▶ **DIRECTIONS FOR THIS TASK**: Starting at the line that contains "the snake body, giving" and continuing through the last of the items, write those lines out again with "pebble" renamed to "small stone" and nothing else changed.

▶ **EXTRACTED INFORMATION**:
-- start --

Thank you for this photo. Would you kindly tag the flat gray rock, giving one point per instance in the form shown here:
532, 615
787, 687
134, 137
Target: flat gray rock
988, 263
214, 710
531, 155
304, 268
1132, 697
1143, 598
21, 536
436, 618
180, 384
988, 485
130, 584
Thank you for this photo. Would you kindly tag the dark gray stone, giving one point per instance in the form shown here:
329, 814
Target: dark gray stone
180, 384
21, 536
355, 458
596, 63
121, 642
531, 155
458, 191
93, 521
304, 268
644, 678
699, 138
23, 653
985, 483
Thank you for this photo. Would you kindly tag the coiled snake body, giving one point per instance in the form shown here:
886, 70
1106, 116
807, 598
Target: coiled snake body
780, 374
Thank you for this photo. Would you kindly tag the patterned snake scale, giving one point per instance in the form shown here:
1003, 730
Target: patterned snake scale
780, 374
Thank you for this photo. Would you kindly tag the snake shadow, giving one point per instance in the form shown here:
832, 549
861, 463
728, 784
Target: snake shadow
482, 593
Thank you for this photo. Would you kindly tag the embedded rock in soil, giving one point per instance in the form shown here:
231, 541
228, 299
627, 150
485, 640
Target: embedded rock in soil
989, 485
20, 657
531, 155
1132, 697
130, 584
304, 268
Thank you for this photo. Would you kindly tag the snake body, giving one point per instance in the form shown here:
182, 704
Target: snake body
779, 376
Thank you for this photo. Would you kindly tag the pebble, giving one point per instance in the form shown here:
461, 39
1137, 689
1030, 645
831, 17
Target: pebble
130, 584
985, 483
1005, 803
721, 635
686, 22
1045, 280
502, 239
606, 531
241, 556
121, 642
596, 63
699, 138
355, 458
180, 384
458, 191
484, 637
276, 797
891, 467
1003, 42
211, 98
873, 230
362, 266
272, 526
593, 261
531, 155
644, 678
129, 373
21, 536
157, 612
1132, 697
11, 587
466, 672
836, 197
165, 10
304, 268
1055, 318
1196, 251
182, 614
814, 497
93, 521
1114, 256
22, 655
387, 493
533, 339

-- end --

▶ **CORRECT ANSWER**:
Thank you for this photo. Would you kindly tag the snake body, giving one point per instance in the form shown here:
182, 704
Target: snake body
779, 376
Thank you for this photo. Would you kindly tag the small stone, giving one point per instance in the form shown here:
461, 39
1137, 689
1030, 645
831, 17
Target: small stone
130, 584
985, 483
1005, 803
721, 635
686, 22
1045, 280
502, 239
606, 531
241, 556
121, 642
596, 63
699, 138
355, 458
180, 384
458, 191
484, 637
276, 797
891, 467
1003, 42
211, 98
873, 230
362, 266
272, 526
593, 261
531, 155
644, 678
129, 373
21, 536
157, 612
1132, 697
11, 587
466, 672
836, 197
165, 10
304, 268
1055, 318
1196, 251
182, 614
814, 497
93, 521
1114, 256
22, 655
387, 493
533, 339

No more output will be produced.